## Yapılacak iş
Aşağıdaki belge metnini, hiçbir kelimesini değiştirmeden ve eksiksiz olarak çıkar.

## Belge metni
Her neyse, burayı geçiyorum ama yaratılan görüntü, Meclis işlevsiz, ne de olsa grup önerileri reddediliyor, hangi konu olursa olsun reddediliyor. İşte, iktidar partisinin "En iyisini biz biliriz; biz yapıyoruz, getiriyoruz zaten." şeklindeki çoğunluk tahakkümüne dayanan anlayışı, hiçbir zaman bu Mecliste sağlıklı, gerçekten bütün sorunlara temas eden, çoğulcu bir yönetim anlayışına dayanmadığını düşünüyoruz.

## Veri kümesi kesiti
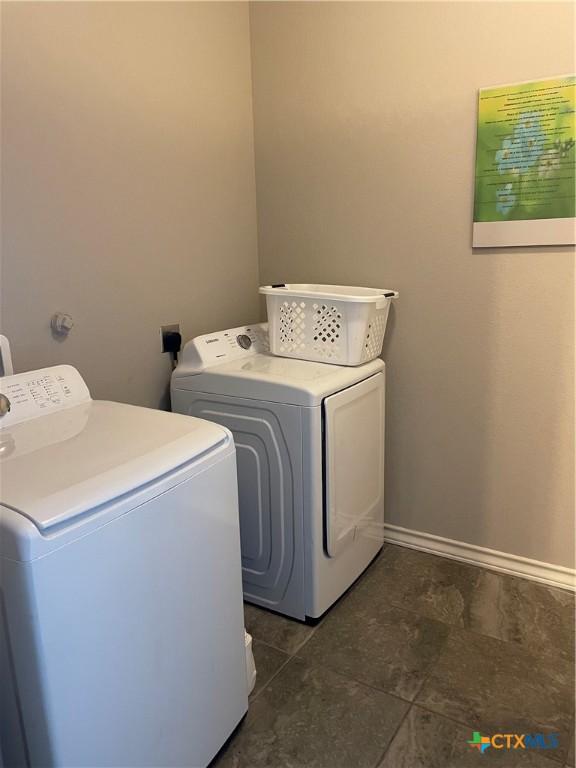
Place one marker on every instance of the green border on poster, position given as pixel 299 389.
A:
pixel 525 151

## Alıştırma çıktısı
Her neyse, burayı geçiyorum ama yaratılan görüntü, Meclis işlevsiz, ne de olsa grup önerileri reddediliyor, hangi konu olursa olsun reddediliyor. İşte, iktidar partisinin "En iyisini biz biliriz; biz yapıyoruz, getiriyoruz zaten." şeklindeki çoğunluk tahakkümüne dayanan anlayışı, hiçbir zaman bu Mecliste sağlıklı, gerçekten bütün sorunlara temas eden, çoğulcu bir yönetim anlayışına dayanmadığını düşünüyoruz.